*STATED TASK*. Rewrite the full listing below line for line, offsetting every point coordinate in the answers by -6 and keeping all other lines, including the coordinates that illustrate the format, unchanged. Leave the pictures out of your output.

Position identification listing

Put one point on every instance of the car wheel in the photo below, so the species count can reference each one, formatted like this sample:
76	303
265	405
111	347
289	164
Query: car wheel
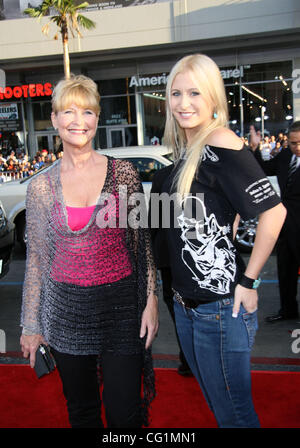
245	235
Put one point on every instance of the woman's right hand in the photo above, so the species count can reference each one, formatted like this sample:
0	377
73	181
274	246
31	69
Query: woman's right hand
29	345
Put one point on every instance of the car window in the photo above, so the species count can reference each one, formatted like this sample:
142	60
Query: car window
146	167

*CORRECT RESPONSE*.
Put one point on every instance of the car wheel in the photo below, so the species count can reference each one, formatted like this sample:
76	303
265	405
111	347
289	164
Query: car wheel
239	229
Put one point on every instance of the woman's right hand in the photo above, so the species count can reference each one, formatted like this sample:
0	377
73	181
274	246
31	69
Query: woman's right hand
23	339
Put one point on every instance of the car window in the photo above, so the species count can reference each one, formatted like this sample:
142	60
Query: car window
140	161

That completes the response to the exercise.